» **WHAT IS BEING ASKED**: Identify every line in the data below that contains the string "tree", and copy each of those lines. Treat case as significant.

» **SUPPLIED DATA**:
↓
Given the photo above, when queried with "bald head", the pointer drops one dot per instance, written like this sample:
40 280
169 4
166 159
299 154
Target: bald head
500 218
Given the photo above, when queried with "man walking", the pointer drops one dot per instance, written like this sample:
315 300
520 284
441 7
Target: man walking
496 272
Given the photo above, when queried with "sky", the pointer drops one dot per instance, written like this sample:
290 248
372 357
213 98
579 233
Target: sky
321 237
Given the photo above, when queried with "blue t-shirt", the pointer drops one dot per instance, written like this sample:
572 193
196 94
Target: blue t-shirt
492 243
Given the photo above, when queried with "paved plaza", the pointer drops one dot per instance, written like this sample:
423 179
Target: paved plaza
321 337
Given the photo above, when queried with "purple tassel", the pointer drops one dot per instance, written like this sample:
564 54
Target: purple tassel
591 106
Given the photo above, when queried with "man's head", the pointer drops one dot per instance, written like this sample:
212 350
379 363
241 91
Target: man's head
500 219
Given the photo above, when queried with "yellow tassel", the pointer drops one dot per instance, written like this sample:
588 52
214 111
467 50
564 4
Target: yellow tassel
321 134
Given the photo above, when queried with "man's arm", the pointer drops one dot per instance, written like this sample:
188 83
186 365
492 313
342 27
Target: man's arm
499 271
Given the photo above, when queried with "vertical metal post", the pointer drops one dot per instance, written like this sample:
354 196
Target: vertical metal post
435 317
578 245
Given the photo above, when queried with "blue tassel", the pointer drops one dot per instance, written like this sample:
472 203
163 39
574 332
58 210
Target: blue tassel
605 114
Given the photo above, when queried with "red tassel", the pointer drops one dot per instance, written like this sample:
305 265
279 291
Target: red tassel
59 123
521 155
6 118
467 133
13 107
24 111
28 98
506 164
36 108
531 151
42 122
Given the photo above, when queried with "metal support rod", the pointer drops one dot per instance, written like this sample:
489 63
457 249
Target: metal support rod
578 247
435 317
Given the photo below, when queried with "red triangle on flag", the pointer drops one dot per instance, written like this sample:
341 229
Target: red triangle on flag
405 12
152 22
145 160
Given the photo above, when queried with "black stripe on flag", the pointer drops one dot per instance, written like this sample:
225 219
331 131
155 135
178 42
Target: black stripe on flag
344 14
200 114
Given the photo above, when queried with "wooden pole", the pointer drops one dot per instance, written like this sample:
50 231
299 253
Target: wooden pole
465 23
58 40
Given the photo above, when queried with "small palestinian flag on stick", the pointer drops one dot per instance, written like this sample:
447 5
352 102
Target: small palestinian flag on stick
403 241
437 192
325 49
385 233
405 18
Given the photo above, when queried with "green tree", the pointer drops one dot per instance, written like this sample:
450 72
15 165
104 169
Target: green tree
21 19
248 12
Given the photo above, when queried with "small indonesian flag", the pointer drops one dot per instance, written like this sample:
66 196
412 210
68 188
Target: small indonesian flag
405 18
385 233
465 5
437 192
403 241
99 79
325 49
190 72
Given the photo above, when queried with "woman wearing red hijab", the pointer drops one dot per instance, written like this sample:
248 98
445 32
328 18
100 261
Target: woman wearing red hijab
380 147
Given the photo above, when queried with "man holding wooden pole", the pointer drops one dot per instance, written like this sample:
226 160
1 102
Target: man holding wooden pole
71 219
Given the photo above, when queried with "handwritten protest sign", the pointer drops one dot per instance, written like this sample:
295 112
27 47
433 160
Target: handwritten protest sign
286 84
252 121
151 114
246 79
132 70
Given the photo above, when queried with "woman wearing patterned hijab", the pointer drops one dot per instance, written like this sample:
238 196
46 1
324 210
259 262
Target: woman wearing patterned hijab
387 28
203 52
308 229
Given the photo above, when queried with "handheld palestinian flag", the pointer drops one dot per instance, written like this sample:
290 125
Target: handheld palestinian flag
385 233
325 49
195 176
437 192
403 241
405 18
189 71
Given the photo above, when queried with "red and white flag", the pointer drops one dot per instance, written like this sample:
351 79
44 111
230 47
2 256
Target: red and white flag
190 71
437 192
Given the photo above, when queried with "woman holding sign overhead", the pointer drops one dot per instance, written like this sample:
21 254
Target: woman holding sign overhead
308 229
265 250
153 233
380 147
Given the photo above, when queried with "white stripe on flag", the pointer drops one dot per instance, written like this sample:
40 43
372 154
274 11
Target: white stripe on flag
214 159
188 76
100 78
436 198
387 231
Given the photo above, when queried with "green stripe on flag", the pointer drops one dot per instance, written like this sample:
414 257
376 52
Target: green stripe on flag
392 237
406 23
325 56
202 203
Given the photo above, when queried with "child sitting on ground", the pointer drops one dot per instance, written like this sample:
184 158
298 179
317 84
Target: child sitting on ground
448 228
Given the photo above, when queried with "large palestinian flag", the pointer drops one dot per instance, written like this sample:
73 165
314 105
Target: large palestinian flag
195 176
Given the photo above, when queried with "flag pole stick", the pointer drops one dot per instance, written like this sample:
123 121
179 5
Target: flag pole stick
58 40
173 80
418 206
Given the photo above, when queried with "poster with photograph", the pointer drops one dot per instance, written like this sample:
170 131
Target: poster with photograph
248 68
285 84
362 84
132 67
↑
» **CORRECT RESPONSE**:
Given the photo above, when queried with "green tree", the pointer drops one dot per instance, written like this sample:
Target: green tree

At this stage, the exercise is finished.